▶ **PASSAGE PROVIDED**:
= = = = =

How to Use AI to Build a TAM/SAM Analysis Without a Research Firm
How to Use AI to Build a TAM/SAM Analysis Without a Research Firm
9 minute readAt some point — in an investor meeting, a strategic planning session, or your own go/no-go decision — someone is going to ask you how big the market is. And the answer needs to be defensible, not directional.
Market sizing has traditionally required access to expensive syndicated research reports or a research firm. AI has meaningfully changed that. Not by generating the numbers for you (that's where founders get into trouble) but by dramatically accelerating the data gathering and synthesis that makes the analysis possible.
Here's what we'll cover:
What TAM, SAM, and SOM actually mean and how to calculate each
The data sources that make the numbers credible
Where AI helps and where it will mislead you
A step-by-step workflow for building a defensible analysis
How to stress-test your numbers before you present them
TAM, SAM, SOM: What Each One Actually Means
These three numbers get used interchangeably in pitch decks. They shouldn't be.
TAM — Total Addressable Market
TAM is the total revenue opportunity if you captured 100% of the market. It sets the outer boundary of how big the opportunity could be. In most pitch contexts, this is the number that shows investors the category is worth paying attention to.
Important: TAM is not your market. It's the universe. Confusing TAM with your actual opportunity is one of the most common credibility errors in early-stage pitches.
SAM — Serviceable Addressable Market
SAM is the portion of the TAM you can realistically reach with your current business model, geography, and go-to-market approach. If your TAM is the global HR software market and you're building for US mid-market companies with 100-500 employees, your SAM is that specific segment.
SAM is where ICP precision matters most. A vague customer definition produces a SAM number that can't be defended under scrutiny.
SOM — Serviceable Obtainable Market
SOM is what you can realistically capture within your planning horizon given your resources, team, competition, and growth rate. This is the number sophisticated investors care most about — it reflects your actual model, not the theoretical ceiling.
SOM should be built up from your unit economics, not down from TAM. If you can close 5 enterprise deals per month, that's your SOM calculation, not a percentage of TAM.
The Data Sources That Make the Numbers Credible
AI cannot generate credible market size numbers from scratch. It can synthesize and apply data from credible sources. Here's where those sources come from:
Government and public databases
The US Census Bureau, Bureau of Labor Statistics, and NAICS industry data are free and credible. For most B2B categories, the Census Bureau's Economic Census provides revenue and establishment counts by NAICS code. This is your TAM foundation.
Industry associations
Most industries have an association that publishes annual market size reports. These are often free or low-cost and carry significant credibility. Google "[industry] association market size report" or "[industry] trade association research."
Publicly available company reports
Public company 10-Ks, investor presentations, and earnings call transcripts often contain market size statements with citations. If a public company in your category says the market is $X billion, that's a citable source.
Free research summaries
Gartner, Forrester, IDC, and IBISWorld often publish free summaries of their paid reports. The full reports cost thousands of dollars, but the executive summaries frequently contain the headline market size numbers you need.
Academic and nonprofit research
Google Scholar, SSRN, and sector-specific nonprofit research organizations often publish market analyses at no cost.

= = = = =

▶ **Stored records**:
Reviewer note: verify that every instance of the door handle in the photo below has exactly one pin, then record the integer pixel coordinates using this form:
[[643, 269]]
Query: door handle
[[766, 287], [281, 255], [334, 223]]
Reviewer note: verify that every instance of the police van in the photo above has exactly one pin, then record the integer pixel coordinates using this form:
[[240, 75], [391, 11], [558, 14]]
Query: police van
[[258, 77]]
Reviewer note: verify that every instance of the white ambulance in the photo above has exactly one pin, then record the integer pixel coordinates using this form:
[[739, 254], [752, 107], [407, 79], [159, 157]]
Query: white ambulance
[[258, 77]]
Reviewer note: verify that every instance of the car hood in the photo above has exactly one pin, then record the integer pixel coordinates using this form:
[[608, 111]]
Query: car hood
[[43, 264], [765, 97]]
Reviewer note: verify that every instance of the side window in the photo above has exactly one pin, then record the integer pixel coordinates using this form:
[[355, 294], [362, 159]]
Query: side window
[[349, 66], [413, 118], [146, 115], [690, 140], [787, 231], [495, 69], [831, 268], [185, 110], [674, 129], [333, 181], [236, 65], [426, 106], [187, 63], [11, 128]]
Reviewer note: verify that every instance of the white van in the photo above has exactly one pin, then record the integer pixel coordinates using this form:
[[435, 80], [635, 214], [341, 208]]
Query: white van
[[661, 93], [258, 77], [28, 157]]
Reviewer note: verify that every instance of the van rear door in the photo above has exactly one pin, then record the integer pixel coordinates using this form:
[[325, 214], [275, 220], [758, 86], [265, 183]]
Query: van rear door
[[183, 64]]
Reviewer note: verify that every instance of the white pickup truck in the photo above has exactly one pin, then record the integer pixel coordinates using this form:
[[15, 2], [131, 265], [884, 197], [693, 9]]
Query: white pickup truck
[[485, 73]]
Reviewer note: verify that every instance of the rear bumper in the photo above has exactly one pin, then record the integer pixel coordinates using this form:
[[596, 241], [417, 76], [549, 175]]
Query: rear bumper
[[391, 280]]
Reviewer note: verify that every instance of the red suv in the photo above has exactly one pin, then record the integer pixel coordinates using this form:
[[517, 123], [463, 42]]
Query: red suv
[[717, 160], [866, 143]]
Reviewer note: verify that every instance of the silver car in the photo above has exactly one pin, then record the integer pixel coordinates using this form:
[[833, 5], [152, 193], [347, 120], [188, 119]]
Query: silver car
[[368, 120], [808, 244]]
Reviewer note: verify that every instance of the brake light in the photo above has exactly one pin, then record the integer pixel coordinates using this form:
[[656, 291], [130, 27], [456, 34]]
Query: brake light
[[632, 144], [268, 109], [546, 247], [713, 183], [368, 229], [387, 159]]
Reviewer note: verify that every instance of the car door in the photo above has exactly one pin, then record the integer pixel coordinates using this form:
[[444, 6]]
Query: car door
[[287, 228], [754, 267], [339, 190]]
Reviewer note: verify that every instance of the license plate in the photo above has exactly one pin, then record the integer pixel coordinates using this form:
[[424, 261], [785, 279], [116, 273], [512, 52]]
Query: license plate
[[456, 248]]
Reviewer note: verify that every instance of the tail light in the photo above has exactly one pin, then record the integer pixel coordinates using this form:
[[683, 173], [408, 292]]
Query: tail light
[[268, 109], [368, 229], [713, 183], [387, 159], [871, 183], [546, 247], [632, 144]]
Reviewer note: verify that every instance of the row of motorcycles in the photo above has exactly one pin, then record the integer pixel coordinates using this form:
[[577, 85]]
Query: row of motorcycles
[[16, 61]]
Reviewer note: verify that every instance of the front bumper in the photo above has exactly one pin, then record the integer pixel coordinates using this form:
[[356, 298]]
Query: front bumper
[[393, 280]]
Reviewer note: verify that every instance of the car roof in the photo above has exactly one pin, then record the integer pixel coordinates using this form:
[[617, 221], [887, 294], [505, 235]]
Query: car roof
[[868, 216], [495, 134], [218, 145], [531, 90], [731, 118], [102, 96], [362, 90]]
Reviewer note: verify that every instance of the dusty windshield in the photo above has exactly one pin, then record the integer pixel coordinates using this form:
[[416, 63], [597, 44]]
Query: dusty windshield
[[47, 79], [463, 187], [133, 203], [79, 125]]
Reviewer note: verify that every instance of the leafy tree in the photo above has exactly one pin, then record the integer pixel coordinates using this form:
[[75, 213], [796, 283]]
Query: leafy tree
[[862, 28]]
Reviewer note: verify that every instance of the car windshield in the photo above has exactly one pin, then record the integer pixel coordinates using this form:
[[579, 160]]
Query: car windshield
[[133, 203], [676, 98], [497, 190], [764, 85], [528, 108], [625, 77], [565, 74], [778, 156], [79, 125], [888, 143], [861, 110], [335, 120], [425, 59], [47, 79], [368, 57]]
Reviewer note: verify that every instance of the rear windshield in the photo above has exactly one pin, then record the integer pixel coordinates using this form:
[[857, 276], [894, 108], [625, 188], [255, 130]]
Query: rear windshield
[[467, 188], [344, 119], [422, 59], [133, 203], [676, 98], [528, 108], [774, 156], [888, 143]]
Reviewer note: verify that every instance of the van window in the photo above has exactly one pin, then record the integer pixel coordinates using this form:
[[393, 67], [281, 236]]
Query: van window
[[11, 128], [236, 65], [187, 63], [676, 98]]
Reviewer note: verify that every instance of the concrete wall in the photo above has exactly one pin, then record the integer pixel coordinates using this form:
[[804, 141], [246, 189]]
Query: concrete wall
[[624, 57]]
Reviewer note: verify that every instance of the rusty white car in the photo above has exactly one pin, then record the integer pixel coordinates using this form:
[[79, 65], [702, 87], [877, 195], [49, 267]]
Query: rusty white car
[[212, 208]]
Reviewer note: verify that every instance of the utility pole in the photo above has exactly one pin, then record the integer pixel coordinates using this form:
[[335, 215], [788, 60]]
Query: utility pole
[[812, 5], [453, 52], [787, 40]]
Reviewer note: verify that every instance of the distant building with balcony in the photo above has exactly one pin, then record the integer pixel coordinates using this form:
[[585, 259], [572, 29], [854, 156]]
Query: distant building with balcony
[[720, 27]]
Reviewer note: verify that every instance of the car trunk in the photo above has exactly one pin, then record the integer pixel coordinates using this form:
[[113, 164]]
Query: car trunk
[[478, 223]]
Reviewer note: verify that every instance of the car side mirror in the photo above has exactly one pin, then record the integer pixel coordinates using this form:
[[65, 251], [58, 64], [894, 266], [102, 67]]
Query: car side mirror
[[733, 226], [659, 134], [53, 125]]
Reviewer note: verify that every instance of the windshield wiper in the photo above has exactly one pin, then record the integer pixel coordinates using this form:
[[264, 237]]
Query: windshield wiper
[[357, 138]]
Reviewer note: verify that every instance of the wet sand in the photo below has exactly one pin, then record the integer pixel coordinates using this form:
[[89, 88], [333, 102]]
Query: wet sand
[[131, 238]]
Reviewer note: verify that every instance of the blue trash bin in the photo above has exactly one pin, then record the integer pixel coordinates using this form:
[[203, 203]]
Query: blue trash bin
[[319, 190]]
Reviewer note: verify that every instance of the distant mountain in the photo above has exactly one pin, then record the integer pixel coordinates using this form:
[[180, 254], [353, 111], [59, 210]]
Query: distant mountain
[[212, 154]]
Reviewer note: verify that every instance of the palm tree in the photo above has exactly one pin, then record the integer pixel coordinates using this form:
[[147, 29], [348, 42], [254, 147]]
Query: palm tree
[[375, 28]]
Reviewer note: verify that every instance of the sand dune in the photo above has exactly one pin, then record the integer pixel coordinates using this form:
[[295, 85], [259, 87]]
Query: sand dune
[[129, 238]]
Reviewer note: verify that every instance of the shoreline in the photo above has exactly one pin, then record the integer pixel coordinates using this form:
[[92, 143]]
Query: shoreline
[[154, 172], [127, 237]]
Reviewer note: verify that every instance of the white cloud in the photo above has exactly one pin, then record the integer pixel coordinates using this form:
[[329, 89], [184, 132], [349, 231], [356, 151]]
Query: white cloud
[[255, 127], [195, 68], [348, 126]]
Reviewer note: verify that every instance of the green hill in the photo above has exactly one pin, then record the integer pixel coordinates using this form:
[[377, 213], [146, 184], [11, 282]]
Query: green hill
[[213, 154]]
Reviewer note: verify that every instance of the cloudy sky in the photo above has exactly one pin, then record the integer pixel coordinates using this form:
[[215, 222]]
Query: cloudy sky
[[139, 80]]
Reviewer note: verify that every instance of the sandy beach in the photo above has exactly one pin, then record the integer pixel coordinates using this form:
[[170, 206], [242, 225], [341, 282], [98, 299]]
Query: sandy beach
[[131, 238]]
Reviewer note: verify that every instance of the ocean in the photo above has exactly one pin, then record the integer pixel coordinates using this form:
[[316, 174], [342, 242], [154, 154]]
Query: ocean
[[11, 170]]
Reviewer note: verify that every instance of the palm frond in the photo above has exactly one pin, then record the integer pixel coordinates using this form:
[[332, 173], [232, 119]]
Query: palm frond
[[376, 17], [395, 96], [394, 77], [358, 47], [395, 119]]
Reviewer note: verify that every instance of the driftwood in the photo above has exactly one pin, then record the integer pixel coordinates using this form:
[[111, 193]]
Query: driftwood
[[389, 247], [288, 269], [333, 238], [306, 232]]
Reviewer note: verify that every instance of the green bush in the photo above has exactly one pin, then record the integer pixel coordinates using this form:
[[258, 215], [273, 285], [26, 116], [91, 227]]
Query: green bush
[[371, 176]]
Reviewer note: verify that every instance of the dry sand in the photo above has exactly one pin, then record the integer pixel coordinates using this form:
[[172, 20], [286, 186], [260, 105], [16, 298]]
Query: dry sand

= = = = =

▶ **OBJECTIVES**:
**1.** Which research firms does the market-sizing article say often publish free summaries of their paid reports?
**2.** Give the lines of the stored records as a Markdown table with the columns No. and Line, from the line containing "Reviewer note: verify that every instance of the green bush" through the end of the stored records.

▶ **OUTPUTS**:
**1.** Gartner, Forrester, IDC, and IBISWorld

**2.**
| No. | Line |
|---|---|
| 1 | Reviewer note: verify that every instance of the green bush in the photo above has exactly one pin, then record the integer pixel coordinates using this form: |
| 2 | [[258, 215], [273, 285], [26, 116], [91, 227]] |
| 3 | Query: green bush |
| 4 | [[371, 176]] |
| 5 | Reviewer note: verify that every instance of the dry sand in the photo above has exactly one pin, then record the integer pixel coordinates using this form: |
| 6 | [[172, 20], [286, 186], [260, 105], [16, 298]] |
| 7 | Query: dry sand |